» APPLY WHAT YOU READ:
(1) In the text on race horse injury research, list the parts of the horse whose movement the biomechanical experts examined in the motion capture.
(2) Continue the text on race horse skeletal loading research from its final sentence.

READING TEXT START

To help understand the nature of injuries to race horses, Whitton — Head of the University’s U-Vet Werribee Animal Hospital’s Equine Centre and a specialist in equine surgery — is leading a new research project to study and better understand a horse’s skeletal loading. The hope is that with more information on how a horse moves and the stresses their bodies undergo while racing, new methods of training and possibly rehabilitation can lead to better results on the racetrack, as well as better lives for the horses.

“We need to get much better at understanding catastrophic injuries because we currently can’t repair these types of issues,” said Whitton. “It’s a real problem that needs to be solved.”

Whitton and his team have been researching skeletal load for the past two years, but a recent partnership with Racing Victoria, along with additional funding from the Australian government, have created new possibilities. That led Whitton and his team to the Pakenham racetrack in Melbourne, where they were able to record horses at a full gallop on both sand and synthetic surfaces using several high-speed Vicon motion capture cameras recording at 300 Hz.

On the surface, it’s similar to a practice some professional athletes are using to track their own movements for analysis, but it goes a step further. Horses have been recorded inside arenas and on treadmills, but this marks the first time that motion capture cameras have been used under actual race conditions. Whitton and his team outfitted a 30-meter section of the Pakenham racetrack with cameras, then captured footage of three horses running at full gallop, each completing 5-6 full cycles. The team also used a track tester to measure the mechanical properties of the track.

The motion capture was then analyzed by biomechanical experts, who looked at the movement of the muscles, tendons and bones to help to understand the load on a horse’s skeleton. Whitton and his team also examined horse bones in a laboratory setting, stress testing them to understand their limits. That data is being used to create mathematical models designed to help create a better understanding of how much stress can safely be put on a race horse, and how long they need to heal. That will, in turn, lead to better training regimens for horses, which could lead to better performances and longer careers.

One of the more common injuries to a race horse occurs in a horse’s fetlock joint, also known as the metacarpophalangeal (MCPJ) and metatarsophalangeal (MTPJ) joints. These joints are sometimes incorrectly considered a horse’s ankle due to their location between the cannon leg bone that is equivalent to a human’s tibia in location, and the smaller pastern bones that connect the hoof. A more accurate comparison would be a knuckle, akin to the ball of a foot.

READING TEXT END
RAW DATA START

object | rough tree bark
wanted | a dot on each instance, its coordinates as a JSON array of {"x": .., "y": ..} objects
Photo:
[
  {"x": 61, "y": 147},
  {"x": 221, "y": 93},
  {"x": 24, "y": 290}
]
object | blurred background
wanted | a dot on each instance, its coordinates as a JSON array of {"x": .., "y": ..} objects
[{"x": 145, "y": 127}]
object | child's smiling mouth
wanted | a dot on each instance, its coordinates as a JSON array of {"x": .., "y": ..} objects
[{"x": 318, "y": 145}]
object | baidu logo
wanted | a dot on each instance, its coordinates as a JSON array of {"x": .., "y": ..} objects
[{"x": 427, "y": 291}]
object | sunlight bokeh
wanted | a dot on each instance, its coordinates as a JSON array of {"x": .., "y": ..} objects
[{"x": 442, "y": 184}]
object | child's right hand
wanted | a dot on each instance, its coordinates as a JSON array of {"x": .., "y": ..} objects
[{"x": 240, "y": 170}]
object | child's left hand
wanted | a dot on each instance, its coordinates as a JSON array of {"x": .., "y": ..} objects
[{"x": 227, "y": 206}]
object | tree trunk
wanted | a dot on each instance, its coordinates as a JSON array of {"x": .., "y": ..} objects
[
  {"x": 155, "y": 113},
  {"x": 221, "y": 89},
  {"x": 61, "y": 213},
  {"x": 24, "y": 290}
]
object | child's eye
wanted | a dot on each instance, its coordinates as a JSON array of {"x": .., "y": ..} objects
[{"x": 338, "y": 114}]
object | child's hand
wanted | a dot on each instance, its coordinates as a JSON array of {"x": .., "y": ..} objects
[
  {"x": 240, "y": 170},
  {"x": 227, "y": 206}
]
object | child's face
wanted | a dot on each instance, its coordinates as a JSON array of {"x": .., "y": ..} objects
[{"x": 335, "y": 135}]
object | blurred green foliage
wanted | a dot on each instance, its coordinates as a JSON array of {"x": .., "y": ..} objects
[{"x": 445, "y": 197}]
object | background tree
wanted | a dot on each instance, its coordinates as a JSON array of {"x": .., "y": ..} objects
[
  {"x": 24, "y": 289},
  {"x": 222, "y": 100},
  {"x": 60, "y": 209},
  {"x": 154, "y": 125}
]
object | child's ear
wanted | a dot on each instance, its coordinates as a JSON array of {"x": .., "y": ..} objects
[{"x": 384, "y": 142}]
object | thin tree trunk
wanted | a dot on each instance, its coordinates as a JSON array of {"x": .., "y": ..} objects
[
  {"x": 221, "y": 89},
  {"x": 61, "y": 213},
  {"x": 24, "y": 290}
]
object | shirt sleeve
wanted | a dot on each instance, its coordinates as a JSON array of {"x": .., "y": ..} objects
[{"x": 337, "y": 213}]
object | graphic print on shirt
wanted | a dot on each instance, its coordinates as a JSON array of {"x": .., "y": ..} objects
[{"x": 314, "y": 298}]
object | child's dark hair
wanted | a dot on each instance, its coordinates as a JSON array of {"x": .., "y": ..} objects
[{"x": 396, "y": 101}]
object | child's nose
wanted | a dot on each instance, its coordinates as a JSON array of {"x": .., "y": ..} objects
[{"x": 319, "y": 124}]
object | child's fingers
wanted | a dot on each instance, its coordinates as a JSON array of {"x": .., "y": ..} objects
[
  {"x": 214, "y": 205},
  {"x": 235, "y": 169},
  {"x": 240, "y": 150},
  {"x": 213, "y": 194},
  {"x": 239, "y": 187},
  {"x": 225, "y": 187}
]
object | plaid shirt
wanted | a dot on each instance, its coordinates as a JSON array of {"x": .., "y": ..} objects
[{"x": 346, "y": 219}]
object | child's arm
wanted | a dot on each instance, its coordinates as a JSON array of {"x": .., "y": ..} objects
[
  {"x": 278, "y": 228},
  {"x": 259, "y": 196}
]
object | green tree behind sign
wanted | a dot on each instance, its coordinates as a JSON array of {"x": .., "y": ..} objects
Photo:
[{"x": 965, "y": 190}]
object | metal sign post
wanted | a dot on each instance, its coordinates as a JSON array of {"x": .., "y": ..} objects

RAW DATA END

» TASK-BY-TASK ANSWERS:
(1) Muscles, tendons and bones.

(2)
During a gallop, a horse – which can weigh between 1,200 and 1,600 lbs – can reach speeds of up to 70 kph (roughly 43 mph). During movement at speed, its fetlock joint can reach a loading force of up to 4,000 kg, or roughly 40,000 N. To put this in context, that is the same force generated by four Volkswagen Golfs. These joints take damage over time, like all joints, but racing exacerbates it. They can heal and regenerate with rest, but avoiding the injury altogether can be the difference between a million dollar purse and the end of a racing career.

Bone is also capable of efficiently repairing itself and adapting to different load demands. However, it needs time to repair itself. Adequate rest periods between stressing the bone enhance bone replacement, but there has never been a consensus on how much rest is necessary, and it differs by horse. Part of the goal of Whitton’s research is to help create a baseline that can be applied to each horse to find the ideal balance between training and rest.

The research is still ongoing, but Whitton and his team are in constant contact with race teams to create more scientifically proven training schedules. Whitton also released the initial results of the study at the International Conference on Equine Exercise Physiology (ICEEP) in Melbourne, but the project is far from complete.

The next step for the researchers is to record horses at full gallop on more complex surfaces, including turf. That will further inform the algorithms and improve the predictive model.